● **Your task**: Could you copy every line of the data that contains "gray"?

● **Records provided**:
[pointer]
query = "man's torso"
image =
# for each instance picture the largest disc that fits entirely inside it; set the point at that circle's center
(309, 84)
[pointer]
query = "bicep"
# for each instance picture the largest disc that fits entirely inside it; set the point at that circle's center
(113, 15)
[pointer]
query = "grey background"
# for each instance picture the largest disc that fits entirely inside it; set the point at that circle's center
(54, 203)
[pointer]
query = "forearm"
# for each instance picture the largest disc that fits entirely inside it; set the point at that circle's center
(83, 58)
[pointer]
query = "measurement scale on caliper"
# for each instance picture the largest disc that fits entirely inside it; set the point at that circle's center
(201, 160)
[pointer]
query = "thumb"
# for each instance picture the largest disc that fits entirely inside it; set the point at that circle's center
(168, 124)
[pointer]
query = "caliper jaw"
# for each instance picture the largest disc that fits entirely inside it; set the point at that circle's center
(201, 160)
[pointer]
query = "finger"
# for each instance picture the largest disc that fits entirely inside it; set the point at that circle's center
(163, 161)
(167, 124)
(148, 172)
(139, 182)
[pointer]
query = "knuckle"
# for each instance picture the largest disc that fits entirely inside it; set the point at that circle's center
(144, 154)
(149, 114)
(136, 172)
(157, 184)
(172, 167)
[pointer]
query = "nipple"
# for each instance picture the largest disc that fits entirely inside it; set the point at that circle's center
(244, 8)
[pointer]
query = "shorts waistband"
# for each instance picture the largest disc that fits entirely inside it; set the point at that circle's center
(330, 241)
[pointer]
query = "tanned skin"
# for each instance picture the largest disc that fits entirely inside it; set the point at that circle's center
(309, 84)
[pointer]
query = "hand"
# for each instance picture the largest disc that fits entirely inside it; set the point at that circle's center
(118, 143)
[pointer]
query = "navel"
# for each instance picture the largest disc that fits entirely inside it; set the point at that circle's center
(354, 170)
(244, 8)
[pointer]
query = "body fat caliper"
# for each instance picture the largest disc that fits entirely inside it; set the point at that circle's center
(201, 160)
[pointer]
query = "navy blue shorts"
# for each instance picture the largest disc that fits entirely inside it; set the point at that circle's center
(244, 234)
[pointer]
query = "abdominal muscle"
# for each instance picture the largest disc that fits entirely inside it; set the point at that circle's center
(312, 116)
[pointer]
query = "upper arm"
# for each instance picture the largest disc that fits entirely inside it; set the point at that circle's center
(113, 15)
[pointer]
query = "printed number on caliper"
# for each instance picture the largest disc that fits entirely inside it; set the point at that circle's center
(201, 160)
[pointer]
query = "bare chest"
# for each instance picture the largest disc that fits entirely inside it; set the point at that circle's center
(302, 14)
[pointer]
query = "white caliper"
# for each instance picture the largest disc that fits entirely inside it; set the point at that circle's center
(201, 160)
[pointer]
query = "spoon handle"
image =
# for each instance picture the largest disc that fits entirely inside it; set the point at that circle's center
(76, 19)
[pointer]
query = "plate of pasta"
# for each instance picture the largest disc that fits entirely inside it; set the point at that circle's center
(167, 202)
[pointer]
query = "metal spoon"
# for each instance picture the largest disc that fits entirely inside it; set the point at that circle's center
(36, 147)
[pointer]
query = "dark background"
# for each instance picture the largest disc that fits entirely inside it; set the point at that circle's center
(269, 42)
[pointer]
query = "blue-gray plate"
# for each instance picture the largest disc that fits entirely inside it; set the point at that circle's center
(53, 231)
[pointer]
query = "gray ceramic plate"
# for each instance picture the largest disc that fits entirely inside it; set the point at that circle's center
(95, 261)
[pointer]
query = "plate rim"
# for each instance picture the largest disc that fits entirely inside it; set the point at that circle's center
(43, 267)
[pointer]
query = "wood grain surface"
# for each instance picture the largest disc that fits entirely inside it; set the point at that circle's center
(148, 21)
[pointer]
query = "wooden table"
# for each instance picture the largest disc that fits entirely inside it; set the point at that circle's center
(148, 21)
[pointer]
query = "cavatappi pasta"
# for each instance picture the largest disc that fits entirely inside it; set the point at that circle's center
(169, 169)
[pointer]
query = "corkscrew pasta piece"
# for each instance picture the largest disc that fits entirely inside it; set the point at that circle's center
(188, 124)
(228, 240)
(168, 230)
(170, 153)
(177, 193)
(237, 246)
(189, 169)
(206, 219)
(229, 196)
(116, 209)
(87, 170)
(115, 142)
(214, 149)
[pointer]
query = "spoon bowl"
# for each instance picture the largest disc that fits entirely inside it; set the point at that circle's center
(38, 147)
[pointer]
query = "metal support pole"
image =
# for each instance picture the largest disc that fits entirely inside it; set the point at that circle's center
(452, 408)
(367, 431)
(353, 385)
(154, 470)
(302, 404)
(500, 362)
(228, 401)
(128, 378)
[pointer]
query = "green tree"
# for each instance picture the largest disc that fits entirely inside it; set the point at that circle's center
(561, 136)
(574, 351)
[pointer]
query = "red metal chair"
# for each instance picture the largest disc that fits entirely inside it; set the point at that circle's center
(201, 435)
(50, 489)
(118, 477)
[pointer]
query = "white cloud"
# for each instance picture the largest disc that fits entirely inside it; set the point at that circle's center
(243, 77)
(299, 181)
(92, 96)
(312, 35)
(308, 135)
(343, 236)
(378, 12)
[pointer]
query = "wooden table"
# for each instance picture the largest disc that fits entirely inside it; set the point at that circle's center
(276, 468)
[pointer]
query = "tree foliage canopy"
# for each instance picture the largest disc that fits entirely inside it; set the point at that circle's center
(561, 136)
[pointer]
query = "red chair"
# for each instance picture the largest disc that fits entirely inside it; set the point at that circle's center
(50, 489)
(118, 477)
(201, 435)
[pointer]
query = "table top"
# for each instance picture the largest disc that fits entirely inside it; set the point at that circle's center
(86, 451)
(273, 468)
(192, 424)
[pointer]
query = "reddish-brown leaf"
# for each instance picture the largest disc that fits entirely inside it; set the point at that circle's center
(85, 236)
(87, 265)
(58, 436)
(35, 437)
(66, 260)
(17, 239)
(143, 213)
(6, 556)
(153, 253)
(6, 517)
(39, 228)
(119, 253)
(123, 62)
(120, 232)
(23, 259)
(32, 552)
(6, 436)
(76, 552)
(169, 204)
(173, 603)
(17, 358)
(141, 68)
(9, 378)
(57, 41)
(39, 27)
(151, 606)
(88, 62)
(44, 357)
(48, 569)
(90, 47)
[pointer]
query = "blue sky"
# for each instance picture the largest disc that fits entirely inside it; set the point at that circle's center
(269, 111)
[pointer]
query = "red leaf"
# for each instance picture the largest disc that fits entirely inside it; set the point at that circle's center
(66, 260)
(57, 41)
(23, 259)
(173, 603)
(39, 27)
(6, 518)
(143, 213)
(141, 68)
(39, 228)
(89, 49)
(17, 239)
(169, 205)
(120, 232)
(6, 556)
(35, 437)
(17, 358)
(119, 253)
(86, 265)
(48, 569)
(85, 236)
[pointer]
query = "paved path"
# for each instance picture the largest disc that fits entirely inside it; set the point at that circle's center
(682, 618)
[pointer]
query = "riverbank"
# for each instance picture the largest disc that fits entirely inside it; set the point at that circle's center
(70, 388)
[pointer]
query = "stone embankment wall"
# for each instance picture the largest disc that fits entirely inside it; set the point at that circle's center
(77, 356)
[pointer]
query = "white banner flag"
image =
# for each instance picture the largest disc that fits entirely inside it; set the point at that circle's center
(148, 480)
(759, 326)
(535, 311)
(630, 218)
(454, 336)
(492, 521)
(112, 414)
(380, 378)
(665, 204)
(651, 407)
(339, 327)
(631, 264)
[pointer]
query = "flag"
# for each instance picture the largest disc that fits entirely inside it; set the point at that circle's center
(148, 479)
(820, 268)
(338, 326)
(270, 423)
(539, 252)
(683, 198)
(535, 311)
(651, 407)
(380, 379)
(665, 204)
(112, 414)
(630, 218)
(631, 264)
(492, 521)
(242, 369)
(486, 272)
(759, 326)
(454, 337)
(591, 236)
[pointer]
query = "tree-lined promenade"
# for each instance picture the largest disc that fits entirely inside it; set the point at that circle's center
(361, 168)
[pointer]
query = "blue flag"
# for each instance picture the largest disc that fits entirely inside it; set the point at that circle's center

● **Task response**:
query = "blue-gray plate"
query = "gray ceramic plate"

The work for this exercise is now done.